======== Data provided

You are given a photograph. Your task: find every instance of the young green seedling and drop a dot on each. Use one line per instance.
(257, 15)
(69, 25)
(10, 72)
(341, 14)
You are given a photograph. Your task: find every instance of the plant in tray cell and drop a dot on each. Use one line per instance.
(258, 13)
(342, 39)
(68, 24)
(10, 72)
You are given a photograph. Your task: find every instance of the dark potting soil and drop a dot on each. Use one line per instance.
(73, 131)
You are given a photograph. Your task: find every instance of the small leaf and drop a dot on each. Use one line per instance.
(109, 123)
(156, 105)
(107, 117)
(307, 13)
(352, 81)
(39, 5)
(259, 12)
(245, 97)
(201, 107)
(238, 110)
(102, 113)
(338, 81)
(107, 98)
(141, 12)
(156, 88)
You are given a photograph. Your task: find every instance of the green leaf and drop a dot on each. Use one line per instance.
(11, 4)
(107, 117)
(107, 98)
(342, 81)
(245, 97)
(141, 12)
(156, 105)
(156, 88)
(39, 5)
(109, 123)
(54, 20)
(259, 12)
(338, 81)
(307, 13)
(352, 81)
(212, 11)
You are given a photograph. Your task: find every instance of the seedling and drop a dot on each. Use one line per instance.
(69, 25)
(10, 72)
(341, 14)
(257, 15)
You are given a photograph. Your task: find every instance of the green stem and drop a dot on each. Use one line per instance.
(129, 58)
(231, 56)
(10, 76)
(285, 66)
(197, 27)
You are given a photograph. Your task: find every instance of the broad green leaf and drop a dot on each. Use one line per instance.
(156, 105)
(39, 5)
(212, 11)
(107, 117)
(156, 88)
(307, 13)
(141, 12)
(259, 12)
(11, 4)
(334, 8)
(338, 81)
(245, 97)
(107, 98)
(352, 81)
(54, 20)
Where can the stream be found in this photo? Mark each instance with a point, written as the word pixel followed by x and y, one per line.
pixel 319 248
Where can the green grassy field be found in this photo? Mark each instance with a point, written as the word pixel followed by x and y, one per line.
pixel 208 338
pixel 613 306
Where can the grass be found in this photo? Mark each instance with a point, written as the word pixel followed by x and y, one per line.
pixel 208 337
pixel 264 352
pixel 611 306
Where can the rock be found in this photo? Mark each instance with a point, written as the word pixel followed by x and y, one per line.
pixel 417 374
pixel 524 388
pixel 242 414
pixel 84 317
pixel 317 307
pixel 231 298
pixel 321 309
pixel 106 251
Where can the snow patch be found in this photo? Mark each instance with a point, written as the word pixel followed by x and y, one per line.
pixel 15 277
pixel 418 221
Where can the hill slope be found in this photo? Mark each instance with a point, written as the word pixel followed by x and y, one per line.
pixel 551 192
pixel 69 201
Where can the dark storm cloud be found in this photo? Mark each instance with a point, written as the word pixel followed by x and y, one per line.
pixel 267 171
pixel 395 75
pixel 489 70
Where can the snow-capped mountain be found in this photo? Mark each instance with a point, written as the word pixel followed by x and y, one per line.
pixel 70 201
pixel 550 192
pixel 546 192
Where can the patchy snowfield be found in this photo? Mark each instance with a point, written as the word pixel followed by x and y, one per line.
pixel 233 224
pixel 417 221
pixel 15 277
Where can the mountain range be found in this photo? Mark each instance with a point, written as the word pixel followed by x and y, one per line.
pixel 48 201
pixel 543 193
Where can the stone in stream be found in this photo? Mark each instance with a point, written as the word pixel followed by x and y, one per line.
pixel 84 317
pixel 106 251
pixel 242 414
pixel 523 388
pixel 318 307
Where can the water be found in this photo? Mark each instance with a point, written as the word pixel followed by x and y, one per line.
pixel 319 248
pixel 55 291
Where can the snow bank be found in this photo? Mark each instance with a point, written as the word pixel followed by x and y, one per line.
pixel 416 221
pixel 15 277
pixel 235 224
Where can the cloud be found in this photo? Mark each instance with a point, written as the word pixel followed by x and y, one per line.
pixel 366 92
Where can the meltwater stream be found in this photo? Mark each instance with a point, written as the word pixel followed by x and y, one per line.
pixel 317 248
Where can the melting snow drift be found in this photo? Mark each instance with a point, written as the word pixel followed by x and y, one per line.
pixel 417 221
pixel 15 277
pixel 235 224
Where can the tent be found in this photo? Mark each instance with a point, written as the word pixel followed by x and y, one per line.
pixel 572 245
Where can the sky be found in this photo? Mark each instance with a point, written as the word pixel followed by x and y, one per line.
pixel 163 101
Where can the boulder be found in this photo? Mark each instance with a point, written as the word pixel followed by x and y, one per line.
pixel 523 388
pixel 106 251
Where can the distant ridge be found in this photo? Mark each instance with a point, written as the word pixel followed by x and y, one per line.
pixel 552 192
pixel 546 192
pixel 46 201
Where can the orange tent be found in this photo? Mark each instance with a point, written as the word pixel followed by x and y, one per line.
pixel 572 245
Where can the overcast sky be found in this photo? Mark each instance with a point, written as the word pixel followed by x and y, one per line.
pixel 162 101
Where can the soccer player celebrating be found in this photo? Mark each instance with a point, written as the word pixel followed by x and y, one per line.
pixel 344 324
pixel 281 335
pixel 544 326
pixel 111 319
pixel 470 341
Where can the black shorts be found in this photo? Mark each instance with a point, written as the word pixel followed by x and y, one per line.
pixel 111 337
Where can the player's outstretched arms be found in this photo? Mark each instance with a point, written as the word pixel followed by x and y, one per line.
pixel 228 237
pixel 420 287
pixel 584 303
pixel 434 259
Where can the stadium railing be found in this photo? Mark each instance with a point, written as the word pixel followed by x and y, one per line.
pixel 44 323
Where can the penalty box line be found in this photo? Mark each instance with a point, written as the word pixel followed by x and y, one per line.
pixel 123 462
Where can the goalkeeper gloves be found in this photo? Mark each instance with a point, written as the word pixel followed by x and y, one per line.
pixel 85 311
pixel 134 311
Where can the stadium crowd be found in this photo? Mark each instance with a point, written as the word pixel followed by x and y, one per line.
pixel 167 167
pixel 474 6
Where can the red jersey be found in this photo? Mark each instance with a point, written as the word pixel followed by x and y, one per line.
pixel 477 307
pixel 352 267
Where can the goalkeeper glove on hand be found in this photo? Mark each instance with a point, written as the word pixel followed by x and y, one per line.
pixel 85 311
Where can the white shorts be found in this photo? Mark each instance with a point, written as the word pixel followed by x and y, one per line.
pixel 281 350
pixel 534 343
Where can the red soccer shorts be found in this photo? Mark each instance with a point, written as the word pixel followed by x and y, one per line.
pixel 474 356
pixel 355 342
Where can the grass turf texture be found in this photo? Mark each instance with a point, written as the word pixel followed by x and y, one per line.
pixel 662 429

================

All of the records above are to be repeated exactly.

Reply
You are given a photograph. Your task: find every instance of the young green seedling and drop a dot on each. Use one line per instance.
(257, 15)
(69, 25)
(10, 72)
(341, 14)
You are given a photograph. Your task: find every instance of the plant in tray cell and drop a dot on each. Use one line per instance.
(258, 13)
(342, 39)
(68, 24)
(10, 72)
You are given a photograph. Your task: find every instance of the dark potting soil and drop a dot on each. Use one line per instance.
(73, 131)
You are given a photograph. Your task: find every instance of the small leaf and drop a dot on each. Use one line per instance.
(109, 123)
(156, 105)
(107, 117)
(307, 13)
(352, 81)
(39, 5)
(259, 12)
(245, 97)
(201, 107)
(238, 110)
(102, 113)
(338, 81)
(107, 98)
(141, 12)
(156, 88)
You are given a photograph. Your task: find every instance of the green leaf and drop a dot on each. Use one line per instance.
(11, 4)
(107, 117)
(107, 98)
(342, 81)
(245, 97)
(141, 12)
(156, 105)
(156, 88)
(39, 5)
(109, 123)
(54, 20)
(259, 12)
(338, 81)
(307, 13)
(352, 81)
(212, 11)
You are given a photograph. Your task: find every instance of the seedling and drop a dot on each. Use one line per instance.
(69, 25)
(10, 72)
(341, 14)
(257, 15)
You are given a photograph. Your task: find every instance of the green stem and drop a dot on each. Use one line per instance.
(129, 58)
(231, 56)
(10, 76)
(285, 66)
(197, 27)
You are given a photograph. Your task: find every instance of the broad green leaf and drop a dot on each. Use one line per instance.
(156, 105)
(39, 5)
(212, 11)
(107, 117)
(156, 88)
(307, 13)
(141, 12)
(259, 12)
(11, 4)
(334, 8)
(338, 81)
(245, 97)
(107, 98)
(352, 81)
(54, 20)
Where can the stream be found in this photo? Mark each instance with a point, written as the word pixel followed by x and y, one per line.
pixel 319 248
Where can the green grassy field be found in this photo? Mark each instance with a point, written as the word pixel followed by x and y, one per line.
pixel 208 338
pixel 613 306
Where can the grass be found in this photo? Mark each instance with a point, written as the word pixel followed by x and y, one per line.
pixel 208 337
pixel 264 352
pixel 611 306
Where can the rock be found in this photo? Mark each instance with a point, written as the word pixel followed by x and y, one per line.
pixel 417 374
pixel 524 388
pixel 242 414
pixel 84 317
pixel 317 307
pixel 231 298
pixel 321 309
pixel 106 251
Where can the snow patch be found in this photo? Mark each instance with a point, written as the word pixel followed by x and y, one per line.
pixel 15 277
pixel 418 221
Where can the hill slope be found in this photo? Mark each instance with a point, written as the word pixel followed by x and y, one per line.
pixel 551 192
pixel 69 201
Where can the dark storm cloud be found in this photo? Mark each instance with a point, written as the word pixel followed by x and y, one per line.
pixel 267 171
pixel 395 75
pixel 489 70
Where can the snow-capped mountain be found in this photo? Mark each instance with a point, written as the word pixel followed by x and y, one per line.
pixel 70 201
pixel 550 192
pixel 546 192
Where can the patchy snowfield be found in this photo? Mark each instance with a point, written as the word pixel followed by x and y, one per line.
pixel 233 224
pixel 417 221
pixel 15 277
Where can the mountain range be found in this photo? Mark each instance with a point, written as the word pixel followed by x and y, one per line.
pixel 48 201
pixel 543 193
Where can the stone in stream be found in this photo? Mark each instance with a point, written as the word pixel followed by x and y, one per line.
pixel 84 317
pixel 106 251
pixel 242 414
pixel 523 388
pixel 318 307
Where can the water be found in this photo? Mark each instance with a point, written as the word pixel followed by x and y, one per line.
pixel 319 248
pixel 55 291
Where can the snow bank be found in this photo? Mark each instance with a point, written as the word pixel followed by x and y, one per line.
pixel 416 221
pixel 15 277
pixel 235 224
Where can the cloud be found in this photo? Mark each instance with a point, written as the word pixel followed by x and y, one per line.
pixel 366 92
Where can the meltwater stream be found in this photo? Mark each instance with a point, written as the word pixel followed by x and y, one per line.
pixel 317 248
Where can the melting snow drift be found in this photo? Mark each instance with a point, written as the word pixel followed by x and y, one per line.
pixel 417 221
pixel 15 277
pixel 235 224
Where can the tent be found in this photo? Mark each instance with a point, written as the word pixel followed by x and y, one per line.
pixel 572 245
Where can the sky be found in this photo? Mark each instance with a point, written as the word pixel followed by x and y, one per line.
pixel 163 101
Where can the boulder be found in this photo? Mark each instance with a point, written as the word pixel followed by x and y, one per line.
pixel 523 388
pixel 106 251
Where can the distant ridge be found in this photo? Mark each instance with a point, written as the word pixel followed by x and y, one per line.
pixel 552 192
pixel 546 192
pixel 46 201
Where can the orange tent be found in this photo? Mark each instance with a point, written as the word pixel followed by x and y, one per line.
pixel 572 245
Where can the overcast sky be found in this photo? Mark each instance with a point, written as the word pixel followed by x and y, one per line.
pixel 162 101
Where can the soccer player celebrating be found in this photo? Mark each instance with a point, written as the word pixel followed by x and y, one per line.
pixel 344 324
pixel 281 335
pixel 544 326
pixel 111 319
pixel 470 341
Where can the black shorts be found in this photo? Mark each instance with a point, written as the word pixel followed by x and y, one per line.
pixel 111 337
Where can the player's outstretched arms be found in this photo? Mark each instance with a point, written as the word pixel followed by x and y, one per line.
pixel 228 237
pixel 420 287
pixel 584 303
pixel 434 259
Where can the stadium railing be found in this photo? Mark each instance with a point, written as the word pixel followed by x and y, one per line.
pixel 44 323
Where can the penalty box line be found in this photo? Mark each instance with a point, written as the word pixel followed by x and y, one per line.
pixel 123 462
Where can the goalkeeper gloves be found in this photo? Mark each instance with a point, written as the word pixel followed by x and y, one per line.
pixel 85 311
pixel 134 311
Where can the stadium crowd be found in this photo? Mark each instance with a point, written as the word pixel followed by x and y, one per line.
pixel 167 167
pixel 474 6
Where can the red jersey be found in this photo? Mark each instance with a point, written as the word pixel followed by x and y, one per line.
pixel 477 307
pixel 352 267
Where can the goalkeeper glove on hand be found in this photo? Mark each instance with a point, written as the word pixel followed by x and y, one per line.
pixel 85 311
Where can the white shorts be found in this photo? Mark each instance with a point, written as the word pixel followed by x and y, one per line.
pixel 281 350
pixel 534 343
Where can the red soccer shorts be found in this photo? Mark each instance with a point, written as the word pixel followed by x and y, one per line.
pixel 474 356
pixel 355 342
Where can the grass turf texture be found in this photo? Mark each instance with a point, written as the word pixel followed by x and y, one per line.
pixel 662 429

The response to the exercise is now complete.